▸ ПИСЬМЕННЫЙ ЗАПРОС 1:
Перепечатайте без изменений участок записей, который начинается строкой, содержащей «the puppy sitting», и заканчивается строкой, содержащей «column 131, row 138». Обе граничные строки включите.

▸ ФРАГМЕНТ ДЛЯ ЧТЕНИЯ:
# # # #
Но каков истинный творческий процесс созидания правовых ценностей? Связывают ли его, какие-либо общие характеристики с математическим творчеством?

Если проанализировать высказывания Анри Пуанкаре о природе творческих процессов математического ума, то творчество есть выбор сознанием истинной ценности, сформированной, скомбинированной бессознательным из наполняющих его простых элементов. И у нас нет никаких аргументов к опровержению того, о чем свидетельствует великий математик на примере собственных озарений. Сознание математика выхватывает из бессознательного те истины, которые поражают его как красота, как гармония, как тонкая пропорция.

Подсознанию принадлежит пальма первенства в открытиях, поскольку они формируются в бессознательном неостановимым потоком. Бессознательное как бы демонстрирует свои достижения во всей их красе перед сознанием, предоставляя последнему возможность выбора того, что требуется.

Источник открытий, источник творчества – бессознательное. В глубинах подсознания господствует стихия трансцендентального. Истины рождаются в бессознательном как узоры на зимнем стекле, без какого бы то ни было рационального обоснования и объяснения. В сознании трансцендентальность бессознательного открывает самое себя.
# # # #
▸ ПОКАЗАННЫЕ ЗАПИСИ:
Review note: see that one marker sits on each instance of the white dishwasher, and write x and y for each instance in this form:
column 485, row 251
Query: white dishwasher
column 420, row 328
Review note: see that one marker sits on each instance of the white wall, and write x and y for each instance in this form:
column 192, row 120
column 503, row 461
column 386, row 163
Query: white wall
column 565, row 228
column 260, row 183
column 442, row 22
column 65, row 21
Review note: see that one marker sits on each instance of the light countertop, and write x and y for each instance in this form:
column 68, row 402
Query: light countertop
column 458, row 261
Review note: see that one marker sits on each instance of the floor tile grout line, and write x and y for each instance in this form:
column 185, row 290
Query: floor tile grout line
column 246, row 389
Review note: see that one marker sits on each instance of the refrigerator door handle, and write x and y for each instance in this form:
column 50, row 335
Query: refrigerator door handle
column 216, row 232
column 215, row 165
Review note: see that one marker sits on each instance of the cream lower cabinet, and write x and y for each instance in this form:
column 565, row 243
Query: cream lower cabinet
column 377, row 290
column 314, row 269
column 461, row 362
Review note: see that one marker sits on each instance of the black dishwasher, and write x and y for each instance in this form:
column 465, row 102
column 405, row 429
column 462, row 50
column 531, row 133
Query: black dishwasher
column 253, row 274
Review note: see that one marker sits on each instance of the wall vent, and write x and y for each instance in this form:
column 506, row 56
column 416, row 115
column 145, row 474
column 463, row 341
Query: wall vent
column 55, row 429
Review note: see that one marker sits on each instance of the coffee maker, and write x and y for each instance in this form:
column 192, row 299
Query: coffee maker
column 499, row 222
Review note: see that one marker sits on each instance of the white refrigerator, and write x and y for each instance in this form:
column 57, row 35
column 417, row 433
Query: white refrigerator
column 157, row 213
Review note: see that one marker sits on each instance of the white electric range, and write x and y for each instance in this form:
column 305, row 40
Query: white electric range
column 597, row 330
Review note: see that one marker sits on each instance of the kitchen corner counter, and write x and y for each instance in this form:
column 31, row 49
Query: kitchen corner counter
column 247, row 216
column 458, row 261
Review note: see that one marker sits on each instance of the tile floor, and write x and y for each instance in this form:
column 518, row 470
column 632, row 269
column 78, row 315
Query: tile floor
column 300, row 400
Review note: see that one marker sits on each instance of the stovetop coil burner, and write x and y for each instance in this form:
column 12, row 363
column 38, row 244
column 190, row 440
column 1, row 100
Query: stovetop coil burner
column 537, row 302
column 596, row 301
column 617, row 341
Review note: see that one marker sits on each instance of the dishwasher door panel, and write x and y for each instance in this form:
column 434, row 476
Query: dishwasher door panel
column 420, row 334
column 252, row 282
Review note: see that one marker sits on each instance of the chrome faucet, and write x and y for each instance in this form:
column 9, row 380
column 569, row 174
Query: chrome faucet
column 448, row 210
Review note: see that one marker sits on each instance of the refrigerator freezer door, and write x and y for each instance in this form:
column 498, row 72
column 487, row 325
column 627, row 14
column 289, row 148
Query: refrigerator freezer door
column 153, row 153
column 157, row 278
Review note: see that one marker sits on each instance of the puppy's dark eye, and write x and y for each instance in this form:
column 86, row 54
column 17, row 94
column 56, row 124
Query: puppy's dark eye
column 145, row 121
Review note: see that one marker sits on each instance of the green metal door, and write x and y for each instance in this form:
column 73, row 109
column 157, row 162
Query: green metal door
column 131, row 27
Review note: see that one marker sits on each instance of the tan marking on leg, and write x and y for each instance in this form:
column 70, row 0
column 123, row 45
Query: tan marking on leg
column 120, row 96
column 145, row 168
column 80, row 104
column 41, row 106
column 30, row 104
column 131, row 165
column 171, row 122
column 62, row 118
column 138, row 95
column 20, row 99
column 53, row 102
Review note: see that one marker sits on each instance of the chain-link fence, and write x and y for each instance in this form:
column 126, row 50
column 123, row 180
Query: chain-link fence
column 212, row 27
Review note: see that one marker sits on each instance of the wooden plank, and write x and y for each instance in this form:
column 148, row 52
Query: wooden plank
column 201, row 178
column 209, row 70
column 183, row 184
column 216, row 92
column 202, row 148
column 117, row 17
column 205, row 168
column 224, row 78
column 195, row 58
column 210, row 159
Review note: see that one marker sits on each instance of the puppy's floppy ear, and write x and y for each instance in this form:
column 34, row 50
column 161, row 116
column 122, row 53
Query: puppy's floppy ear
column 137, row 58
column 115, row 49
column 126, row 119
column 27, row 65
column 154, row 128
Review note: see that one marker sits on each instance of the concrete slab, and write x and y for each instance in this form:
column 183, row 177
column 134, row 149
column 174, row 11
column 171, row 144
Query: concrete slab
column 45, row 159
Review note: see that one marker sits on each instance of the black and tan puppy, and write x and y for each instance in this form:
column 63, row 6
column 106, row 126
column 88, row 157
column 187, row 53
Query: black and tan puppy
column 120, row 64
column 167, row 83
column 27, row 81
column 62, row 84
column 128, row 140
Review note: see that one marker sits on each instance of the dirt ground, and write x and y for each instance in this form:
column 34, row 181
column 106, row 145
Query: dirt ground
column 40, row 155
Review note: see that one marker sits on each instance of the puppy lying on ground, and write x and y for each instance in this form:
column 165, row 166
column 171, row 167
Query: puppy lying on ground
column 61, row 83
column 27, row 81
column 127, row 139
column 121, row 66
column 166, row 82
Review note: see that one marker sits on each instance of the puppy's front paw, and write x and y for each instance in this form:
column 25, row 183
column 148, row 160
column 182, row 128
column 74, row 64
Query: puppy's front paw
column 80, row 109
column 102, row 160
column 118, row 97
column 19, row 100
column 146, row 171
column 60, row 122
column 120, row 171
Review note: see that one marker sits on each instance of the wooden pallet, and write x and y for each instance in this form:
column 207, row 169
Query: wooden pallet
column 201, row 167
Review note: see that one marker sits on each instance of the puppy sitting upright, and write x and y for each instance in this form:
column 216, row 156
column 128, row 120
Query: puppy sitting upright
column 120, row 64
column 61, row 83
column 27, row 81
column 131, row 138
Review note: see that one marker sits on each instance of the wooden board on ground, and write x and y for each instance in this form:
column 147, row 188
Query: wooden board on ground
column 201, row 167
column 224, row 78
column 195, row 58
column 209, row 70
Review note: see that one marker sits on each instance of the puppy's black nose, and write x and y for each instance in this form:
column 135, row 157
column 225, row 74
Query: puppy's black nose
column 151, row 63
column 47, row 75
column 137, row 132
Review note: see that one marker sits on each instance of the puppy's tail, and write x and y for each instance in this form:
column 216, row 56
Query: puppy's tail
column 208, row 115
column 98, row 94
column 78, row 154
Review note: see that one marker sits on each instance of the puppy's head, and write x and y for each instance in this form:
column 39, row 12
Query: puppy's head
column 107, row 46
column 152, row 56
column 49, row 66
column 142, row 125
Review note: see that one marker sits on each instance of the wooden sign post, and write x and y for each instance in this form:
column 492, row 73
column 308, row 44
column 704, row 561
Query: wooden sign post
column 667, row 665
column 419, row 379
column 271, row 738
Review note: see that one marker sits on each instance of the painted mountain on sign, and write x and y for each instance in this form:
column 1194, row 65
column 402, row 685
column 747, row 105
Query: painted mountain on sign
# # # #
▸ ПИСЬМЕННЫЙ ЗАПРОС 2:
С чем во фрагменте для чтения сравнивается рождение истин в бессознательном?

▸ ОТВЕТ 1:
Review note: see that one marker sits on each instance of the puppy sitting upright, and write x and y for each instance in this form:
column 216, row 156
column 128, row 120
Query: puppy sitting upright
column 120, row 64
column 61, row 83
column 27, row 81
column 131, row 138

▸ ОТВЕТ 2:
С узорами на зимнем стекле.